Exercise material →
>> Start

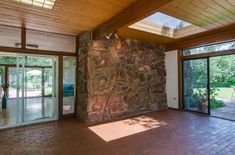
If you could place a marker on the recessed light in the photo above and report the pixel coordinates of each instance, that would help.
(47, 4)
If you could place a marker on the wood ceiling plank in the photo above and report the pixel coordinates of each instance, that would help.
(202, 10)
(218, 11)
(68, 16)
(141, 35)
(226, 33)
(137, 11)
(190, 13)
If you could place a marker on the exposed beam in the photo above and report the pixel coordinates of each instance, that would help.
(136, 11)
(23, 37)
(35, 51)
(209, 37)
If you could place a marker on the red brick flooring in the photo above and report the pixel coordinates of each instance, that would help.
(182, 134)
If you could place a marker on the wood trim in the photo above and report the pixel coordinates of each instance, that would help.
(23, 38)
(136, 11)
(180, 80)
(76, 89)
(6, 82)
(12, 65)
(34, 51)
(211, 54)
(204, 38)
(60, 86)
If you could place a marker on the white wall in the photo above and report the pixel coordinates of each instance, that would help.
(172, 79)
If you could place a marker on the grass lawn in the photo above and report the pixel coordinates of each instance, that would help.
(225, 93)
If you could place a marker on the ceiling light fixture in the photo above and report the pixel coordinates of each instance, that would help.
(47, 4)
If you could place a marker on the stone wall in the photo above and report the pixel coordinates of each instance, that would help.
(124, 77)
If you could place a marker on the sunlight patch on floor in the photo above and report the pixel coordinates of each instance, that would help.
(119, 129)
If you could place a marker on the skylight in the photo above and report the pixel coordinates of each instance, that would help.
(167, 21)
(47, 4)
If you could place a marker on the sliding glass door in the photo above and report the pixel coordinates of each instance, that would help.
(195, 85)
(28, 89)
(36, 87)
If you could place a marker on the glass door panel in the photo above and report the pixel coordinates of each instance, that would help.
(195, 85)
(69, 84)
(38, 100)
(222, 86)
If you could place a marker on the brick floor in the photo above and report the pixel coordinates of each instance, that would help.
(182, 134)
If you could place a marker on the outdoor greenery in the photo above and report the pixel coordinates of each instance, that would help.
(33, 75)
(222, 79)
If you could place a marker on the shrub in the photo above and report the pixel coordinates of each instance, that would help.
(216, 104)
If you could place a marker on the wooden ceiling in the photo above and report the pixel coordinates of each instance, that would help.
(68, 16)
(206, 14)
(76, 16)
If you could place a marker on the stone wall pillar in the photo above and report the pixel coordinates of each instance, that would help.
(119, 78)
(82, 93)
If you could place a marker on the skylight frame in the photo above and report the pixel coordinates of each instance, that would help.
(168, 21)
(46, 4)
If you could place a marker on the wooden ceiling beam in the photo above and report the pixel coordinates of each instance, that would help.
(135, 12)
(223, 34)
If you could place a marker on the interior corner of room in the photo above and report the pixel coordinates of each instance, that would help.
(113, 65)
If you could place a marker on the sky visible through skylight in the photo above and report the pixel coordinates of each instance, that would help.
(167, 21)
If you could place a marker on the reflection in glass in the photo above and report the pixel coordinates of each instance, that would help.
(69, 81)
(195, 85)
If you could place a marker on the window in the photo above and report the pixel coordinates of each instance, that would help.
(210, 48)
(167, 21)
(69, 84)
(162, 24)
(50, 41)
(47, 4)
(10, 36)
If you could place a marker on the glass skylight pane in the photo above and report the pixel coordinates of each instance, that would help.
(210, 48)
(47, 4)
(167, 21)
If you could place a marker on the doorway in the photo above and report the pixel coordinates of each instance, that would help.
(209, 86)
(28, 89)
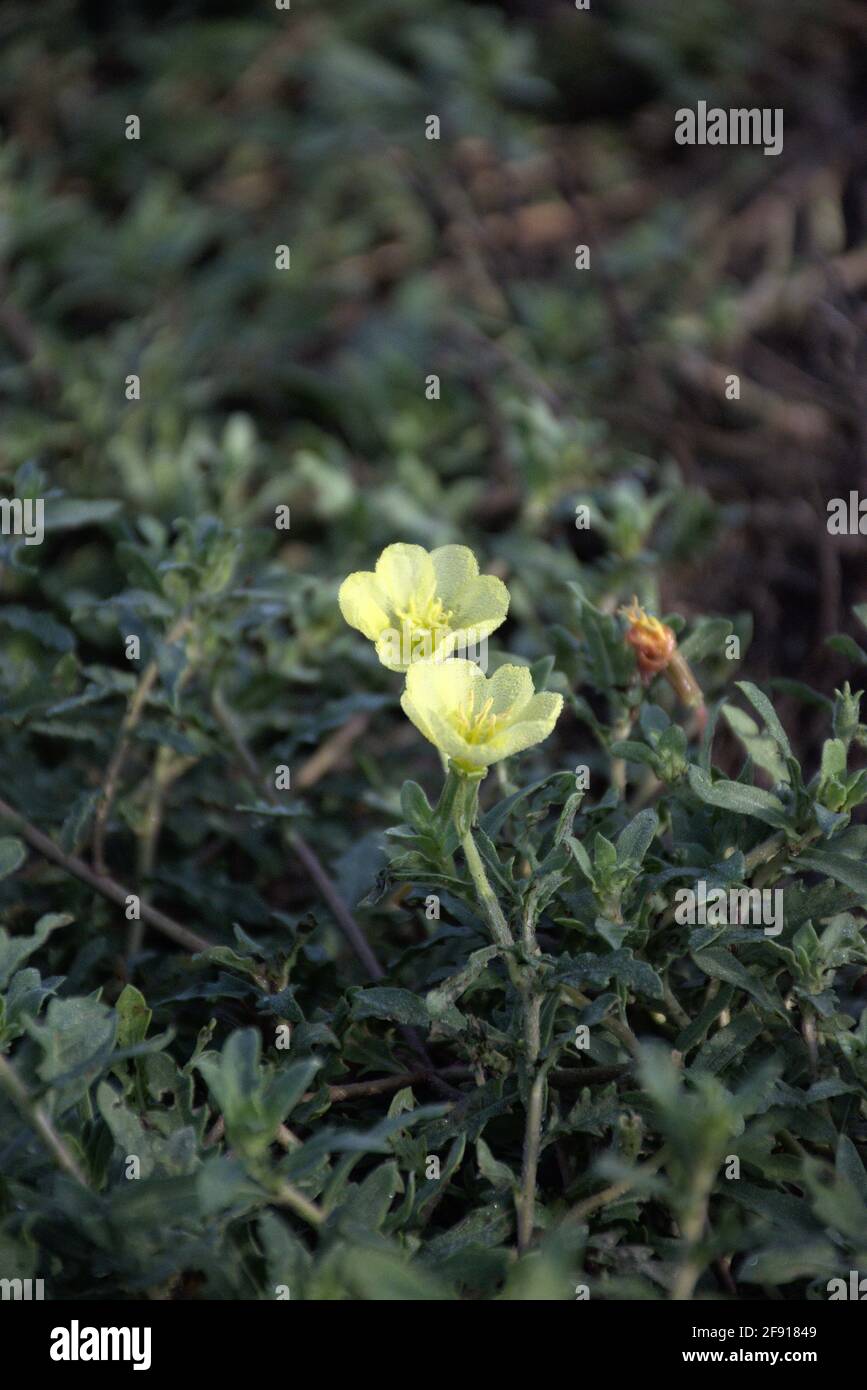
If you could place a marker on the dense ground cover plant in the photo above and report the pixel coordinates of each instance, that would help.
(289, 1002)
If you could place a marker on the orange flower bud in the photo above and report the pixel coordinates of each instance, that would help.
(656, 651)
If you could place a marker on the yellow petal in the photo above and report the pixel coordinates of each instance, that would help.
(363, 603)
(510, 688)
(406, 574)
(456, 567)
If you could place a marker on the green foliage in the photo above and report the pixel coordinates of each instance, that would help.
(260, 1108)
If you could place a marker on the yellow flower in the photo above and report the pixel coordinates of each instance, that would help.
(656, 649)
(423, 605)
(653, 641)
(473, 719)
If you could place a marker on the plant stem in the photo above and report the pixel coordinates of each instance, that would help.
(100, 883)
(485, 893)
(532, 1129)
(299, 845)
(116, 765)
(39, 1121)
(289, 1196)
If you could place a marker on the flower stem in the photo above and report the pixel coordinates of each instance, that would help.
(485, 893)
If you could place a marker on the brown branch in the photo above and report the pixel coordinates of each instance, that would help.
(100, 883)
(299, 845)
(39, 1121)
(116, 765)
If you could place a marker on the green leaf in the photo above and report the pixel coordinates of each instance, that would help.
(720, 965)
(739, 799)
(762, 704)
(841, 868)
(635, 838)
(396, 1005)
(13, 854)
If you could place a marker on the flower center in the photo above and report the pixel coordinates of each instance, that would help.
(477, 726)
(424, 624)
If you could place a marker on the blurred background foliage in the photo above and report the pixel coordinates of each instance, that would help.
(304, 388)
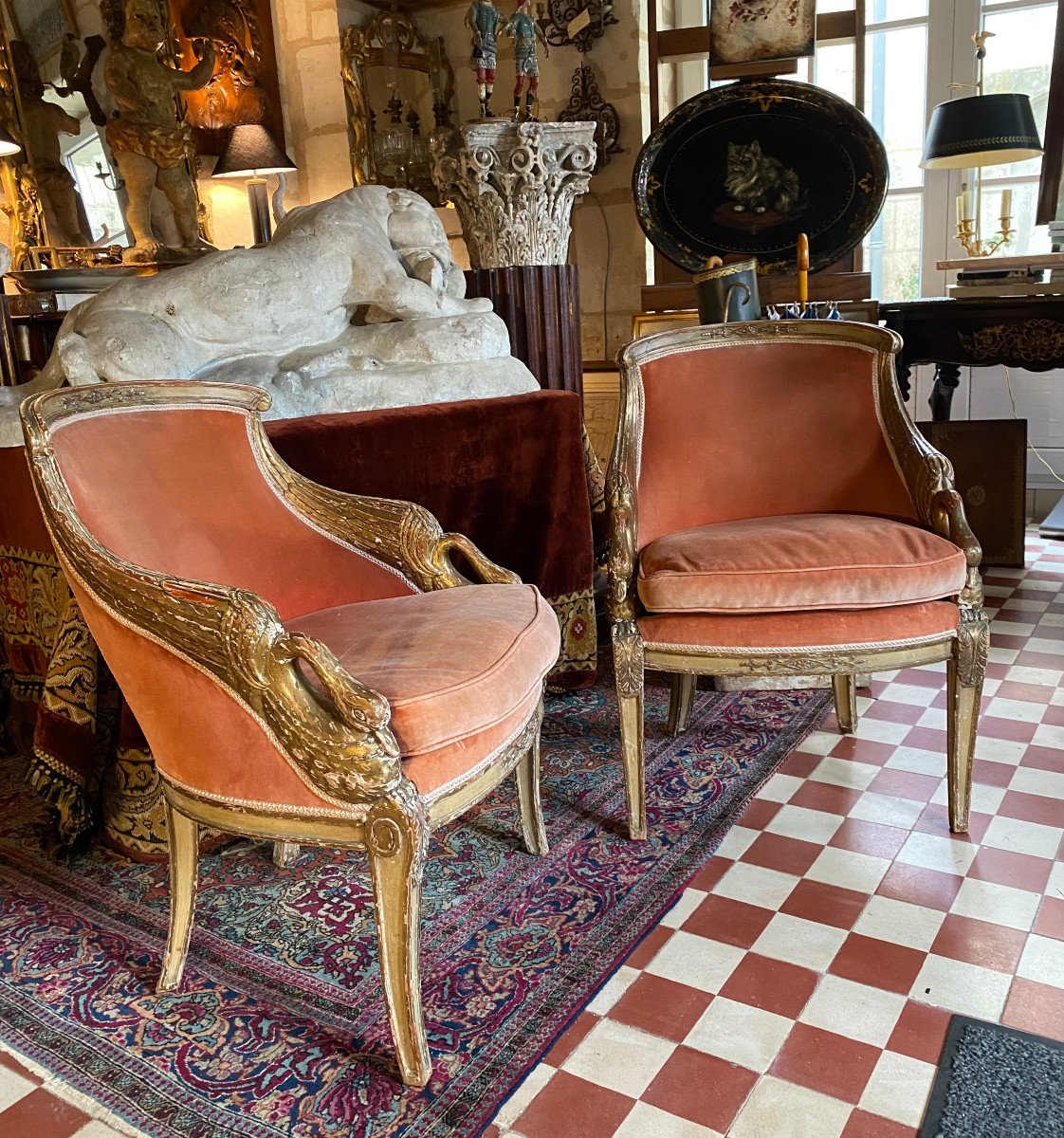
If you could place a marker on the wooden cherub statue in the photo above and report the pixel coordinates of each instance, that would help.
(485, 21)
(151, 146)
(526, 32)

>> End
>> Start

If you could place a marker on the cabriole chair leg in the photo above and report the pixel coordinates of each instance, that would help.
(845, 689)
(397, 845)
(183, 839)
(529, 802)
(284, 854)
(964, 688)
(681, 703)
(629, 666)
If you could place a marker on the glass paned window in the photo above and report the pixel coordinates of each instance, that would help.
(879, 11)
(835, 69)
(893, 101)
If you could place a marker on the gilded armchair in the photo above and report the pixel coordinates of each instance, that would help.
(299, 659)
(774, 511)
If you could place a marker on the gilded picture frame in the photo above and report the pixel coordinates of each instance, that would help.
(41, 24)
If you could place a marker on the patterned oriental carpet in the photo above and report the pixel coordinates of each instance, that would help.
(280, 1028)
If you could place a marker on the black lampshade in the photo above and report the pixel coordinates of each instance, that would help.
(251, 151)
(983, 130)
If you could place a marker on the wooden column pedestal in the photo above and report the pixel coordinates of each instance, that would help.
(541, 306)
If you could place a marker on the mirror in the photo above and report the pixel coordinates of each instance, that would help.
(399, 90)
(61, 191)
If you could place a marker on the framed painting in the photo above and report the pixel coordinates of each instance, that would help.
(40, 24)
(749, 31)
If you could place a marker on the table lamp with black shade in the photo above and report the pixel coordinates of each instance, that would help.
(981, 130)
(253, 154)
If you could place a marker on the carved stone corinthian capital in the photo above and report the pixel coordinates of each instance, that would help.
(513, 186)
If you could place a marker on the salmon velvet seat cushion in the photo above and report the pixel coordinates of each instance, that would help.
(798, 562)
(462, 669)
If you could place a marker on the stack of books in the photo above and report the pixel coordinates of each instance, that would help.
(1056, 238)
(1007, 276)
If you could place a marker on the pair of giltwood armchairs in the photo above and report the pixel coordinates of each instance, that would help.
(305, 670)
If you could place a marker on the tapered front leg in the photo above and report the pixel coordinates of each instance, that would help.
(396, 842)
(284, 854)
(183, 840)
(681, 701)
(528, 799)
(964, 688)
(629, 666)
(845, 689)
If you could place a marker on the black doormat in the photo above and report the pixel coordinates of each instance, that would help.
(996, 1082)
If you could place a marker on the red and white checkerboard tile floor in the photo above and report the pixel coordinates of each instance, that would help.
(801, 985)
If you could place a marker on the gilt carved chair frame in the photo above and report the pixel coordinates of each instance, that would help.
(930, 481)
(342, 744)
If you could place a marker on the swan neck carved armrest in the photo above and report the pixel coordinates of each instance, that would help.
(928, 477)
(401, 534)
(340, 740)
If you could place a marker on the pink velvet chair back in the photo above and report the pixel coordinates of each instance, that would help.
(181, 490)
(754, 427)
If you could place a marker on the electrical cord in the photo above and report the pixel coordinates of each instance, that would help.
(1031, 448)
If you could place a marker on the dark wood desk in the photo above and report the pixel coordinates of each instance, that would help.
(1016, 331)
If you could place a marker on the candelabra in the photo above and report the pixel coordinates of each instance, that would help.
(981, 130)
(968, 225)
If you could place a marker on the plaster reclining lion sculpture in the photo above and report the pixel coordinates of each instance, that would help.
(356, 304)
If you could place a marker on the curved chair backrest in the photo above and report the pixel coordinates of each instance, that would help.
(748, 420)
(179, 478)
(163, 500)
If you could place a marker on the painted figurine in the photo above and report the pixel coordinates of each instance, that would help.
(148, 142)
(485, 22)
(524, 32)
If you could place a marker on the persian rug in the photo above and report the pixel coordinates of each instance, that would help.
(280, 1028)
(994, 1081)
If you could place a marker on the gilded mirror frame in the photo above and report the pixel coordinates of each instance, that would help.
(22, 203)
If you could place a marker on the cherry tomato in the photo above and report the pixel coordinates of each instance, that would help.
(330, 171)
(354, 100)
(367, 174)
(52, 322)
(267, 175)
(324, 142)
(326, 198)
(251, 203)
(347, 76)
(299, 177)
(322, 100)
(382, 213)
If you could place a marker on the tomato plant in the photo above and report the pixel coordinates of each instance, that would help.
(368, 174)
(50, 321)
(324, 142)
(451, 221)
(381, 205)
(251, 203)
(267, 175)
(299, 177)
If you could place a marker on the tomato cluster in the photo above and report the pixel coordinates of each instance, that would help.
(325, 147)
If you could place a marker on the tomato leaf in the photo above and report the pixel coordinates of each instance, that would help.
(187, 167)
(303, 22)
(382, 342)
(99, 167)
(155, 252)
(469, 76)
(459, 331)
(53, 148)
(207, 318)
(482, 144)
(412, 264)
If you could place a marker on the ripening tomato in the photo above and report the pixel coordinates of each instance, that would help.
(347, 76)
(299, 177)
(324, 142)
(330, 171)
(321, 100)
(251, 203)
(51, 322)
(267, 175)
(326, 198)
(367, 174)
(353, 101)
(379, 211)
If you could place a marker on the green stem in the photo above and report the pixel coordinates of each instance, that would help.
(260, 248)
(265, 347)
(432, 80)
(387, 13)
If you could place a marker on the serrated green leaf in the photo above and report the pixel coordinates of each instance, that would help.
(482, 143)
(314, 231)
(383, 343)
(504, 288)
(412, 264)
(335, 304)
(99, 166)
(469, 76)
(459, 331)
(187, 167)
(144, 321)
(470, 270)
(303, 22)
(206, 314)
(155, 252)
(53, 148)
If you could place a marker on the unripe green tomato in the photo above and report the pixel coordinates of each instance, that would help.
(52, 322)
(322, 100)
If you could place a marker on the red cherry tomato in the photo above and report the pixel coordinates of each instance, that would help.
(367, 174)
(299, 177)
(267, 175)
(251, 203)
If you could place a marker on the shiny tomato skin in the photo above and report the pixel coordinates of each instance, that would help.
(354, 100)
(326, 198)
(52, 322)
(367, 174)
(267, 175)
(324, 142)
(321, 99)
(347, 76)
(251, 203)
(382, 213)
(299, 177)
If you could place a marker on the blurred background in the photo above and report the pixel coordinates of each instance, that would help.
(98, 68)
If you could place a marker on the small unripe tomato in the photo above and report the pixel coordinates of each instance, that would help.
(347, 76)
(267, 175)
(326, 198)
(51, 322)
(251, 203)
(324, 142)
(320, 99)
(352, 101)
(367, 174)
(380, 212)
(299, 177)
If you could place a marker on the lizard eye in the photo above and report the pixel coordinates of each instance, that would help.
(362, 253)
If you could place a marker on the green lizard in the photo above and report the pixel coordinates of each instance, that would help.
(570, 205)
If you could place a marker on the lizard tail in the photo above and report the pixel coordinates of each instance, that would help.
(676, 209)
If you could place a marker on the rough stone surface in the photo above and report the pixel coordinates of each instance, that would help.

>> End
>> Start

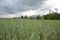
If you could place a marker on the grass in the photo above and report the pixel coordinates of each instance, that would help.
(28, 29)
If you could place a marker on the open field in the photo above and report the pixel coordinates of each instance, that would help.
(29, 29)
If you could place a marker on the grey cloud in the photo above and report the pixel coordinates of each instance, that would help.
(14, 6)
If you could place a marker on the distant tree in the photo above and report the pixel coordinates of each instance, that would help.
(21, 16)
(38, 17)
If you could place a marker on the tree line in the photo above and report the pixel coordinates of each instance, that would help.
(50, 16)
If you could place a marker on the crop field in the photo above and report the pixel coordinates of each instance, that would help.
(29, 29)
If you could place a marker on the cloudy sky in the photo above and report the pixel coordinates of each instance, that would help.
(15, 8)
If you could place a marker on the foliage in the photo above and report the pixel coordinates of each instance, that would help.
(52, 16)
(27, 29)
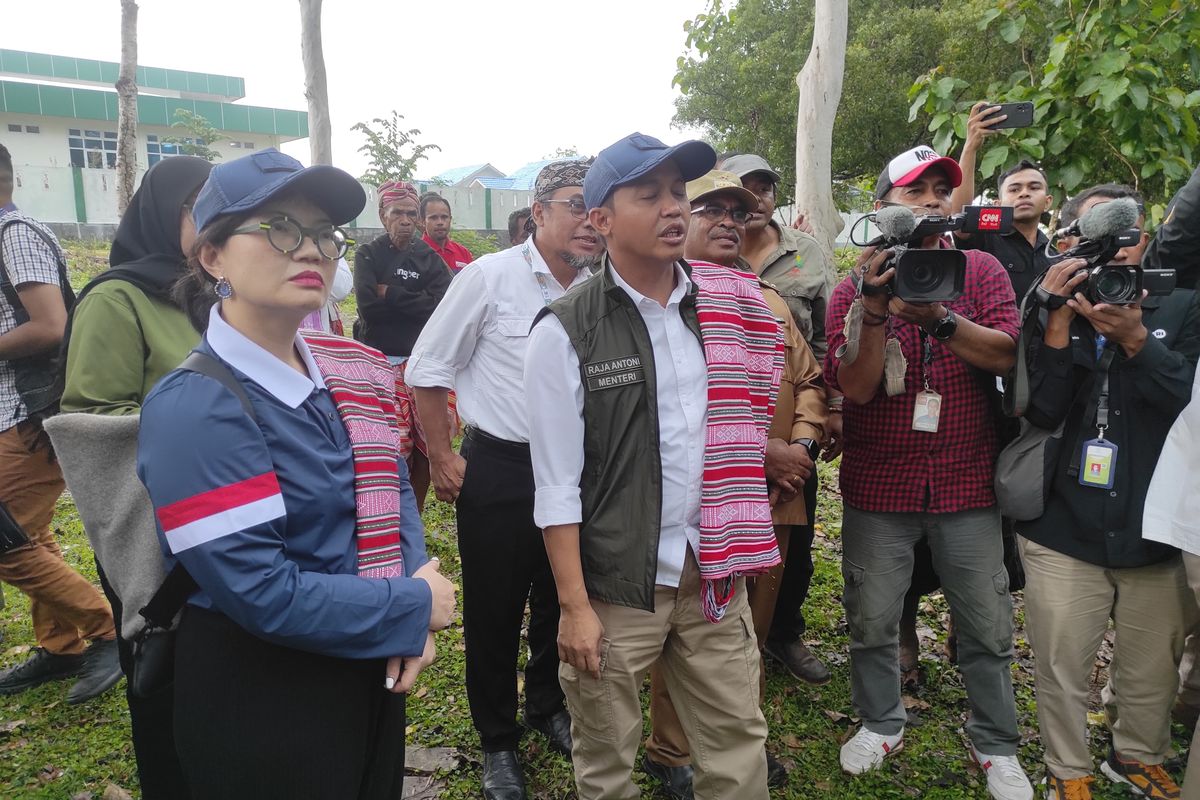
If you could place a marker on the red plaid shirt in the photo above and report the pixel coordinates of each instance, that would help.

>> End

What this task involves →
Switch each "pixel coordinates" to "pixel locations" in the part that opens with the line containing "If you could place a marker on the stone wall pillar" and closes with the line containing "(260, 1108)", and give only those lines back with everything else unchanged and the pictures left out.

Solution to the exercise →
If you could place a marker on the stone wall pillar in the photo above and report the pixel locations of each instance, that would help.
(119, 78)
(82, 93)
If you could place a marker on the skylight frame in the photo above and report the pixel locations of each instance, that would help.
(168, 21)
(46, 4)
If you could place a marker on the wooden ceiling beam in the photo above and report the pixel locations of each instance, that would help.
(135, 12)
(223, 34)
If you could place a marker on the interior corner of room in the photo above and report the pixel locations of each instance, that would help.
(113, 65)
If you could place a marker on the sky visible through skylight in the photo above and report the pixel locations of each instance, that would help.
(167, 21)
If you could place a marker on the reflection in glass in the photo above and report the pixel locations of each instance, that would help.
(69, 81)
(195, 85)
If you could place a marker on the window in the photo above and report the pixel locations of each instance, that would help.
(210, 48)
(167, 21)
(69, 84)
(162, 24)
(50, 41)
(47, 4)
(10, 36)
If you could place a marker on the glass skylight pane in the photo above and report the pixel locations of each instance, that would help.
(210, 48)
(47, 4)
(167, 21)
If you could place a marker on the doorway in the photo above and report the pixel locations of each instance, that would help.
(209, 86)
(28, 89)
If you could place a marker on the dense ground cover plant in the photo above and report the pixel locations of each instance, that would help.
(289, 1002)
If you could place a marker on the orange flower bud in the photo above and report the pixel locations of each instance, that would help.
(656, 651)
If you could place a marker on the yellow petal in the photo above and report the pixel locations of each instance, that would help.
(363, 603)
(510, 688)
(406, 574)
(456, 567)
If you could place a marker on the green foliage in the photo above and report the pixel locations of each instance, that would help.
(260, 1108)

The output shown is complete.